[Saved entries]
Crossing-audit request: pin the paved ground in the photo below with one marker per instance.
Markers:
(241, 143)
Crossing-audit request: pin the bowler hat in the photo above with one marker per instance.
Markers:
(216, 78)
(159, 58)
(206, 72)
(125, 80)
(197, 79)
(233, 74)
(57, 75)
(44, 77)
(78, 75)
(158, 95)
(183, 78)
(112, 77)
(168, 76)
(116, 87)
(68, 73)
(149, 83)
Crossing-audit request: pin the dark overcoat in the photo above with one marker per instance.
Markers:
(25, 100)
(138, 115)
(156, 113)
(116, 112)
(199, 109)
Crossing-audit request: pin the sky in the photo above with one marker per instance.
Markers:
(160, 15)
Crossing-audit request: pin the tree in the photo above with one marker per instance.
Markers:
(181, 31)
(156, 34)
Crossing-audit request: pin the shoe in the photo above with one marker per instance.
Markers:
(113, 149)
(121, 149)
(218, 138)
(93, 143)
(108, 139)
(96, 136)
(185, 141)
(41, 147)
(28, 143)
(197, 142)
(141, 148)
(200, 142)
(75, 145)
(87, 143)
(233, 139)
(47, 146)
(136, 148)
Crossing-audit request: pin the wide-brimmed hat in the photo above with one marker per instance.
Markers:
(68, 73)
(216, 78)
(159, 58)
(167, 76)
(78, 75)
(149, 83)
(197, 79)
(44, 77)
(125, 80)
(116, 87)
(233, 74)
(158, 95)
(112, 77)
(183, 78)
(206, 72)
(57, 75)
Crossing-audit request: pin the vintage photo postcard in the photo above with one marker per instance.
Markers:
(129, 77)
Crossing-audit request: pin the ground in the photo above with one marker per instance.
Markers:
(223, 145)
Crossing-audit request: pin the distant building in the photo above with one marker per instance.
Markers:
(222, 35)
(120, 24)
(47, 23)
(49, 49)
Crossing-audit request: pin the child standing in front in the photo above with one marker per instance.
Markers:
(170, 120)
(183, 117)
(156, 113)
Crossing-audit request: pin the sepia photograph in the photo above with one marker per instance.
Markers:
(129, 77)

* _Task_:
Provide a verbatim copy of all the entries.

* _Written reply_:
Crossing-audit request: pin the paved ground in the photo below with one marker per instance.
Markers:
(241, 143)
Crossing-audit request: pin the bowler hat in the photo above with one marker per instance.
Markers:
(216, 78)
(159, 58)
(206, 72)
(125, 80)
(197, 79)
(233, 74)
(57, 75)
(44, 77)
(78, 75)
(158, 95)
(183, 78)
(112, 77)
(168, 76)
(116, 87)
(68, 73)
(149, 83)
Crossing-audit request: pin the dark overcoat in the photo above with one marker per instance.
Markers:
(25, 100)
(138, 115)
(156, 113)
(116, 112)
(199, 109)
Crossing-audit request: pin the sky in the photo above with one marker per instance.
Markers:
(160, 15)
Crossing-audit request: pin the tree in the photo above with one marker per instance.
Markers:
(181, 31)
(156, 34)
Crossing-audit request: pin the shoe in the photo above with one marker per instance.
Markers:
(113, 149)
(121, 149)
(218, 138)
(93, 143)
(108, 139)
(96, 136)
(185, 141)
(41, 147)
(28, 143)
(197, 142)
(141, 148)
(200, 142)
(75, 145)
(87, 143)
(233, 139)
(47, 146)
(136, 148)
Crossing-audit request: pin the wide-brimmed hat in the photo above with one marker per instance.
Markers:
(68, 73)
(216, 78)
(159, 58)
(167, 76)
(78, 75)
(149, 83)
(197, 79)
(44, 77)
(125, 80)
(116, 87)
(233, 74)
(158, 95)
(112, 77)
(183, 78)
(206, 72)
(57, 75)
Crossing-audit request: pin the vintage photo postcard in the photo above with one marker per instance.
Markers:
(129, 77)
Crossing-audit request: pin the ground in the photo above with one marker per instance.
Markers:
(223, 145)
Crossing-audit request: pin the distant building in the photo above with one marker per instance.
Markers:
(222, 35)
(120, 24)
(47, 23)
(49, 49)
Crossing-audit request: pin the child standing in front in the photo above with one marker per instance.
Markers:
(170, 120)
(183, 117)
(156, 113)
Crossing-audit request: pin the sepia photograph in the photo above with one marker per instance.
Markers:
(129, 77)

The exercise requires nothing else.